--- INFORMATION PROVIDED ---

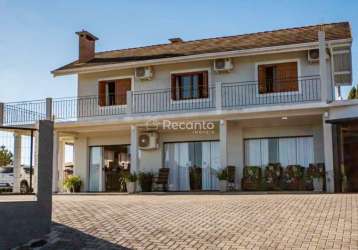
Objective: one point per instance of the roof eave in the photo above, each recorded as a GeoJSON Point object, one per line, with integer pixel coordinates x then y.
{"type": "Point", "coordinates": [205, 56]}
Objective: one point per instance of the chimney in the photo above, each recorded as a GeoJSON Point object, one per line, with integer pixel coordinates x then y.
{"type": "Point", "coordinates": [87, 43]}
{"type": "Point", "coordinates": [175, 40]}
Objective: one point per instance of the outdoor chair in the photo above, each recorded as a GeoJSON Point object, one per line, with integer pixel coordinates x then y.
{"type": "Point", "coordinates": [231, 178]}
{"type": "Point", "coordinates": [162, 179]}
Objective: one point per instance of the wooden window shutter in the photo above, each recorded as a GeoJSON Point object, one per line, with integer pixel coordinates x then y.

---

### WHAT IS BEING ASKED
Copy every one of the entries above word for word, leaving out the pictures.

### SOLUTION FOR THIS PROBLEM
Objective: one point per instance of the roof eave in the photo above, each recorded as a GeoJSON Point object, one per line, with integer pixel coordinates x then y.
{"type": "Point", "coordinates": [205, 56]}
Objective: one point per instance of the chimney in the photo above, each recorded as a GeoJSON Point object, one per line, with integer pixel coordinates x then y.
{"type": "Point", "coordinates": [87, 43]}
{"type": "Point", "coordinates": [175, 40]}
Objective: one point per instance of the outdoor chair in the photo above, each recorded as a GeoJSON Point object, one per line, with integer pixel coordinates x then y.
{"type": "Point", "coordinates": [231, 178]}
{"type": "Point", "coordinates": [162, 179]}
Objective: one point per instance of the wooden window shutter in the photo above, each recorded as a GeoJSON Point object, one per line, with integer pixel coordinates x then y.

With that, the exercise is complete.